→ EXERCISE DIRECTIONS:
Copy the stretch of the records below from their first line through the line containing "(1370, 330)", reproducing each line without any change.

→ DATA ROWS:
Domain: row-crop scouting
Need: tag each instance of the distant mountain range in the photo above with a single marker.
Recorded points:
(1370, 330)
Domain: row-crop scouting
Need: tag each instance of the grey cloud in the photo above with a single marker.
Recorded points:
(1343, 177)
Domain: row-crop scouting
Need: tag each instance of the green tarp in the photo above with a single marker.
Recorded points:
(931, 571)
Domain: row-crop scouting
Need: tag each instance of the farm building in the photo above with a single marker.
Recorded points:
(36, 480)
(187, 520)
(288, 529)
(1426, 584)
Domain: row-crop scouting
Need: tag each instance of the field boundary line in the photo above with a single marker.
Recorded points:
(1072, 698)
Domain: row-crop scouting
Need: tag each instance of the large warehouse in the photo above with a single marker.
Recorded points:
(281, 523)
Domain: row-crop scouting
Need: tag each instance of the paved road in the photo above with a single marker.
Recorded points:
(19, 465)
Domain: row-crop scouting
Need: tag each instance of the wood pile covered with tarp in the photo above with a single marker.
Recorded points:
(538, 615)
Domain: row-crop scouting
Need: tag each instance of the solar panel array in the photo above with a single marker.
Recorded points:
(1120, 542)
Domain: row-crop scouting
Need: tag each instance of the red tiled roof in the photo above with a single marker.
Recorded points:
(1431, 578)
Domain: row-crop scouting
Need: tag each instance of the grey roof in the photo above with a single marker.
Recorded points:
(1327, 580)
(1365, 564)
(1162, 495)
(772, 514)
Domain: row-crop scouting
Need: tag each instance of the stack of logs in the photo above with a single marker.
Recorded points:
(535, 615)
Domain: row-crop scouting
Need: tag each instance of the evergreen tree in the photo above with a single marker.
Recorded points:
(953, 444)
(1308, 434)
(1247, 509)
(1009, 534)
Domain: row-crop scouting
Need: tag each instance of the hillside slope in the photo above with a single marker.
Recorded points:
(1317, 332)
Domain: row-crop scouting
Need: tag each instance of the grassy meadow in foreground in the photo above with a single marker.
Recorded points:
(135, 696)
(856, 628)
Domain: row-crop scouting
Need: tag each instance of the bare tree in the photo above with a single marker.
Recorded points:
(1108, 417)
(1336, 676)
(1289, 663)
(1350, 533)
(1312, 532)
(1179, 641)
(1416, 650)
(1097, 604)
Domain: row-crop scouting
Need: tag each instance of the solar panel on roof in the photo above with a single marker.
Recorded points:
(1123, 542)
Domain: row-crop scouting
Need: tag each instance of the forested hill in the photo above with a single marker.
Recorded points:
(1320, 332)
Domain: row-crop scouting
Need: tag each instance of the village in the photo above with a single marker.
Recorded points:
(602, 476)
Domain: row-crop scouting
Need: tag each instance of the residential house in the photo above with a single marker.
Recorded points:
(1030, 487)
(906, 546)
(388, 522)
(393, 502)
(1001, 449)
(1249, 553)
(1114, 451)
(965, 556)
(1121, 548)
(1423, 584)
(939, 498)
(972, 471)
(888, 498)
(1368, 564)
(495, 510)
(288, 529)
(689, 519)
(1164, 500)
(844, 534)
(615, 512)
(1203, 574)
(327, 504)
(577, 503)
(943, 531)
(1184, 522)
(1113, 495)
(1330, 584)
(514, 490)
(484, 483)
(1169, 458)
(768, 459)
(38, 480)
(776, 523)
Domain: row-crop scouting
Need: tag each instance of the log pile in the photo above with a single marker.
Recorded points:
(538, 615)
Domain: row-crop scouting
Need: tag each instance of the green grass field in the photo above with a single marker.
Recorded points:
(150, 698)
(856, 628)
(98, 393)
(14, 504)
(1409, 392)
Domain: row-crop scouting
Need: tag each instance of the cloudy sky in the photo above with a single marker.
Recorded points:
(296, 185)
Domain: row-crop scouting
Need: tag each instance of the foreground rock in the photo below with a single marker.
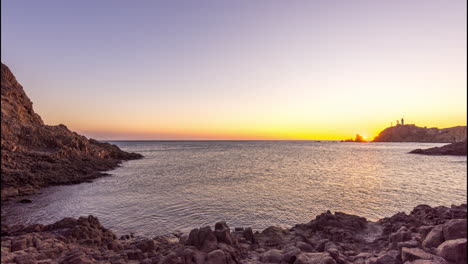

→ ANSWER IN FULL:
Domain: row-crop scouting
Need: tag each instance of the distant mountain range in the photo above with a single marker.
Recorded points:
(1370, 330)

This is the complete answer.